## [Task requirements]
Find each line in the material that contains the word "positive" and copy those lines out in full.

## [Supplied data]

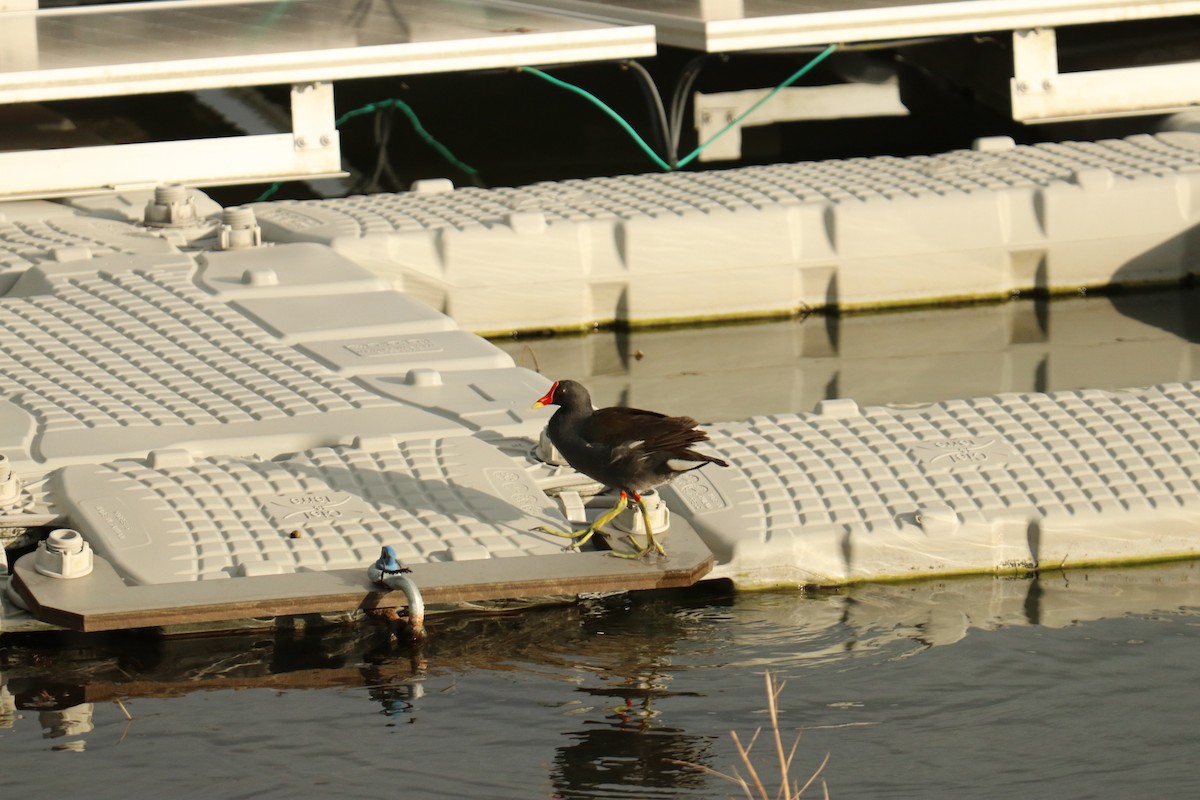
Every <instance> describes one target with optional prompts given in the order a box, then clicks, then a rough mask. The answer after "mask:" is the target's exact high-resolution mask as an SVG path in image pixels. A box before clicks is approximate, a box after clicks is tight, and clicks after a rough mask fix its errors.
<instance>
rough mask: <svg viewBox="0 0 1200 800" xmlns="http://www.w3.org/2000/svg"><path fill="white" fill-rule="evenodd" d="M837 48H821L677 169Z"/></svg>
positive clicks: (681, 163) (696, 154)
mask: <svg viewBox="0 0 1200 800" xmlns="http://www.w3.org/2000/svg"><path fill="white" fill-rule="evenodd" d="M836 49H838V46H836V44H830V46H829V47H827V48H826V49H823V50H821V52H820V53H818V54H817V55H816V56H815V58H814V59H812V60H811V61H809V62H808V64H805V65H804V66H803V67H800V68H799V70H797V71H796V72H793V73H792V77H791V78H788V79H787V80H785V82H784V83H781V84H779V85H778V86H775V88H774V89H772V90H770V91H769V92H768V94H767V95H764V96H763V98H762V100H760V101H758V102H757V103H755V104H754V106H751V107H750V108H748V109H746V110H744V112H742V114H739V115H738V116H737V118H734V119H733V120H732V121H731V122H730V124H728V125H726V126H725V127H724V128H721V130H720V131H718V132H716V133H714V134H713V136H712V137H709V139H708V142H706V143H703V144H702V145H700V146H698V148H696V149H695V150H692V151H691V152H690V154H688V155H686V156H684V157H683V158H680V160H679V163H678V164H676V169H679V168H682V167H686V166H688V164H690V163H691V162H692V161H694V160H695V158H696V156H698V155H700V154H702V152H703V151H704V150H706V149H707V148H708V146H709V145H710V144H713V143H714V142H716V140H718V139H720V138H721V137H722V136H725V134H726V133H727V132H728V131H730V128H732V127H734V126H736V125H738V122H740V121H742V120H744V119H745V118H748V116H750V115H751V114H754V113H755V112H756V110H758V107H760V106H762V104H763V103H766V102H767V101H768V100H770V98H772V97H774V96H775V95H778V94H779V92H781V91H784V90H785V89H787V88H788V86H791V85H792V84H793V83H796V82H797V80H799V79H800V78H803V77H804V76H806V74H808V73H809V71H810V70H812V67H815V66H816V65H818V64H821V62H822V61H824V60H826V59H827V58H828V56H829V55H830V54H833V52H834V50H836Z"/></svg>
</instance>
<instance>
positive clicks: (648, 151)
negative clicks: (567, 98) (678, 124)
mask: <svg viewBox="0 0 1200 800" xmlns="http://www.w3.org/2000/svg"><path fill="white" fill-rule="evenodd" d="M836 49H838V46H836V44H830V46H829V47H827V48H826V49H823V50H821V52H820V53H817V54H816V55H815V56H814V58H812V59H811V60H810V61H809V62H808V64H805V65H804V66H803V67H800V68H799V70H797V71H796V72H793V73H792V76H791V77H790V78H788V79H787V80H785V82H784V83H781V84H779V85H778V86H775V88H774V89H772V90H770V91H769V92H767V95H764V96H763V97H762V100H760V101H758V102H757V103H755V104H754V106H751V107H750V108H748V109H746V110H744V112H743V113H742V114H739V115H738V116H737V118H736V119H733V120H732V121H731V122H730V124H728V125H726V126H725V127H724V128H721V130H720V131H718V132H716V133H714V134H713V136H712V137H710V138H709V139H708V142H704V143H703V144H701V145H700V146H698V148H696V149H695V150H692V151H691V152H690V154H688V155H686V156H684V157H683V158H680V160H679V162H678V163H677V164H674V166H671V164H668V163H667V162H665V161H664V160H662V158H661V157H660V156H659V154H656V152H654V150H653V149H652V148H650V145H648V144H646V140H644V139H643V138H642V137H641V136H638V134H637V131H635V130H634V127H632V126H631V125H630V124H629V122H626V121H625V120H624V119H622V116H620V115H619V114H617V112H614V110H612V108H610V107H608V106H607V104H606V103H605V102H604V101H602V100H600V98H599V97H596V96H595V95H593V94H592V92H589V91H587V90H586V89H581V88H578V86H576V85H575V84H570V83H566V82H565V80H560V79H559V78H554V77H553V76H548V74H546V73H545V72H542V71H541V70H536V68H534V67H517V71H518V72H528V73H529V74H532V76H536V77H539V78H541V79H542V80H546V82H548V83H552V84H554V85H556V86H559V88H562V89H565V90H568V91H570V92H574V94H576V95H578V96H580V97H583V98H584V100H587V101H588V102H589V103H592V104H593V106H595V107H598V108H599V109H600V110H602V112H604V113H605V114H607V115H608V116H611V118H612V119H613V120H616V121H617V124H618V125H620V127H622V128H624V130H625V132H626V133H628V134H629V136H630V137H632V139H634V142H636V143H637V146H640V148H641V149H642V150H643V151H644V152H646V155H648V156H649V157H650V158H652V160H653V161H654V163H656V164H658V166H659V167H660V168H661V169H662V170H664V172H672V170H676V169H682V168H684V167H686V166H688V164H690V163H691V162H692V161H695V160H696V157H697V156H700V154H702V152H703V151H704V150H706V149H707V148H708V146H709V145H712V144H713V143H714V142H716V140H718V139H719V138H721V137H722V136H725V134H726V133H728V132H730V130H731V128H733V127H734V126H737V125H738V124H739V122H740V121H742V120H744V119H745V118H748V116H750V115H751V114H754V113H755V112H756V110H758V108H760V107H761V106H762V104H763V103H766V102H767V101H768V100H770V98H772V97H774V96H775V95H778V94H779V92H781V91H782V90H785V89H787V88H788V86H791V85H792V84H793V83H796V82H797V80H799V79H800V78H803V77H804V76H806V74H808V73H809V72H810V71H811V70H812V67H815V66H816V65H818V64H821V62H822V61H824V60H826V59H827V58H828V56H829V55H830V54H833V52H834V50H836Z"/></svg>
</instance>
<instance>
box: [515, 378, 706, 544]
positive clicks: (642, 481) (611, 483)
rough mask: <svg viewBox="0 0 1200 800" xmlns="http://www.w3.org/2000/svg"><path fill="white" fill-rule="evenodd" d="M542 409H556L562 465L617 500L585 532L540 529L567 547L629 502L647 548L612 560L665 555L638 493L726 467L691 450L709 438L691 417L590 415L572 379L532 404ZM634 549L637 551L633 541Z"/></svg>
mask: <svg viewBox="0 0 1200 800" xmlns="http://www.w3.org/2000/svg"><path fill="white" fill-rule="evenodd" d="M544 405H557V407H558V410H557V411H554V415H553V416H552V417H550V425H548V426H547V432H548V433H550V440H551V441H552V443H553V444H554V446H556V447H558V451H559V452H560V453H563V458H565V459H566V463H568V464H570V465H571V467H572V468H574V469H575V470H576V471H578V473H583V474H584V475H587V476H588V477H590V479H592V480H594V481H599V482H601V483H604V485H605V486H608V487H611V488H614V489H619V491H620V499H619V500H618V501H617V505H616V506H614V507H613V509H612V511H608V512H606V513H604V515H601V516H600V517H599V518H596V521H595V522H593V523H592V524H590V525H588V527H587V528H584V529H583V530H577V531H565V530H552V529H550V528H542V529H541V530H545V531H546V533H550V534H554V535H557V536H568V537H570V539H574V540H575V541H574V542H572V543H571V547H578V546H580V545H582V543H583V542H586V541H587V540H588V539H590V537H592V534H594V533H595V531H596V530H599V529H600V528H602V527H604V525H606V524H608V523H610V522H612V521H613V519H614V518H616V517H617V515H619V513H620V512H622V510H623V509H624V507H625V505H626V504H628V501H629V498H632V499H634V501H636V503H637V507H638V509H640V510H641V512H642V522H643V523H646V547H643V548H638V549H637V552H636V553H613V555H619V557H623V558H642V557H643V555H646V554H647V553H649V552H650V551H652V549H653V551H656V552H658V553H659V554H661V555H666V551H665V549H664V548H662V545H660V543H659V542H658V541H656V540H655V539H654V531H653V529H652V528H650V515H649V510H648V509H647V507H646V501H644V500H642V493H643V492H649V491H650V489H653V488H655V487H656V486H661V485H664V483H666V482H667V481H670V480H671V479H673V477H676V476H677V475H679V474H680V473H688V471H691V470H694V469H700V468H701V467H703V465H704V464H718V465H719V467H728V464H727V463H726V462H724V461H721V459H720V458H716V457H715V456H706V455H704V453H700V452H696V451H695V450H692V449H691V446H692V445H695V444H697V443H701V441H708V434H707V433H704V432H703V431H697V429H696V425H697V422H696V420H694V419H691V417H690V416H666V415H665V414H659V413H658V411H643V410H642V409H636V408H620V407H613V408H602V409H599V410H593V408H592V397H590V395H588V390H587V389H584V387H583V385H582V384H578V383H576V381H574V380H557V381H554V385H553V386H551V387H550V391H548V392H546V393H545V396H542V397H541V398H540V399H538V401H536V402H535V403H534V404H533V407H534V408H541V407H544ZM630 541H632V540H630ZM634 547H635V548H636V547H637V545H636V542H635V543H634Z"/></svg>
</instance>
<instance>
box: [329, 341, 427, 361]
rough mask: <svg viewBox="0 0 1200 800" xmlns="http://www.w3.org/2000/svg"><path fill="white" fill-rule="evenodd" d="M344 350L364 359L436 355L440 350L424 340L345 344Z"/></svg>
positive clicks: (390, 341)
mask: <svg viewBox="0 0 1200 800" xmlns="http://www.w3.org/2000/svg"><path fill="white" fill-rule="evenodd" d="M346 349H347V350H349V351H350V353H353V354H354V355H359V356H362V357H364V359H370V357H372V356H380V355H407V354H409V353H438V351H440V350H442V348H440V347H438V345H437V344H434V343H433V342H432V341H431V339H426V338H408V339H385V341H383V342H364V343H361V344H347V345H346Z"/></svg>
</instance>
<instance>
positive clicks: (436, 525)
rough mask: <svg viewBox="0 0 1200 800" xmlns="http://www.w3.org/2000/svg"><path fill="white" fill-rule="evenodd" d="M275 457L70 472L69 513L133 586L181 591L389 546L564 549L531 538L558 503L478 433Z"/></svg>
mask: <svg viewBox="0 0 1200 800" xmlns="http://www.w3.org/2000/svg"><path fill="white" fill-rule="evenodd" d="M371 444H372V445H373V446H372V447H371V449H361V447H354V446H341V447H323V449H317V450H310V451H305V452H302V453H298V455H295V456H290V457H286V458H280V459H276V461H258V459H254V458H205V459H197V461H191V459H188V458H186V457H181V458H179V459H178V463H169V462H168V463H162V464H157V465H156V464H154V463H151V464H142V463H134V462H114V463H109V464H103V465H97V467H91V465H77V467H68V468H66V469H62V470H60V471H59V473H58V475H56V477H55V480H56V481H58V488H59V491H60V497H61V498H62V503H64V506H65V507H64V511H65V512H66V515H67V516H68V517H70V518H71V519H73V521H77V524H78V525H80V527H82V528H83V529H85V530H86V531H88V533H89V539H90V541H91V542H92V546H94V548H95V549H96V552H97V554H100V555H103V557H106V558H107V559H108V560H109V561H110V563H112V564H113V565H114V567H115V569H116V570H118V572H120V573H121V575H122V576H124V577H125V578H126V579H127V581H131V582H134V583H172V582H179V581H206V579H214V578H230V577H253V576H259V575H281V573H286V572H298V571H311V570H322V571H324V570H335V569H350V567H354V566H358V565H362V567H364V570H365V569H366V565H367V564H370V563H372V561H373V560H374V559H376V558H377V557H378V555H379V549H380V547H382V546H383V545H390V546H392V547H395V549H396V554H397V557H398V558H400V560H401V561H403V563H404V564H406V565H409V566H410V565H413V564H422V563H428V561H457V560H469V559H479V558H498V557H514V555H536V554H547V553H560V552H562V551H563V542H562V540H558V539H556V537H552V536H550V535H546V534H540V533H533V531H532V529H533V528H535V527H536V525H544V524H560V521H558V517H557V515H556V513H554V511H553V506H552V504H551V501H550V500H548V499H547V498H546V495H545V494H544V493H542V492H541V491H540V489H539V488H538V487H536V486H534V483H533V482H532V480H530V479H529V477H528V476H527V475H526V474H524V471H523V470H521V469H520V467H518V465H517V464H515V463H514V462H511V461H510V459H509V458H506V457H505V456H504V455H502V453H500V452H499V451H497V450H496V449H494V447H492V446H490V445H487V444H485V443H482V441H479V440H478V439H473V438H470V437H454V438H449V439H406V440H404V441H396V440H395V439H392V440H391V441H390V443H384V441H382V440H373V441H372V443H371Z"/></svg>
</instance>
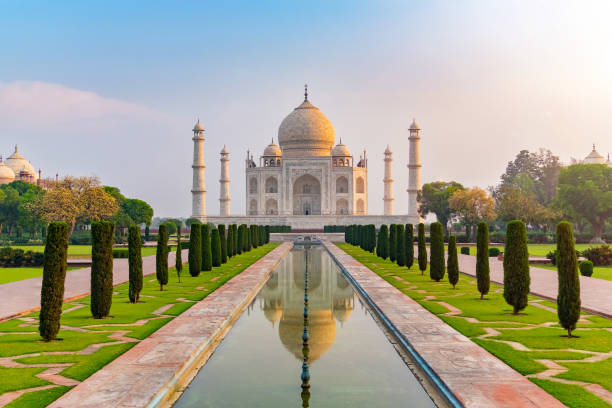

## [Answer box]
positive clicks: (681, 163) (696, 154)
positive clicks: (648, 151)
positive clicks: (642, 481) (611, 483)
positive clicks: (390, 341)
positive clicks: (436, 525)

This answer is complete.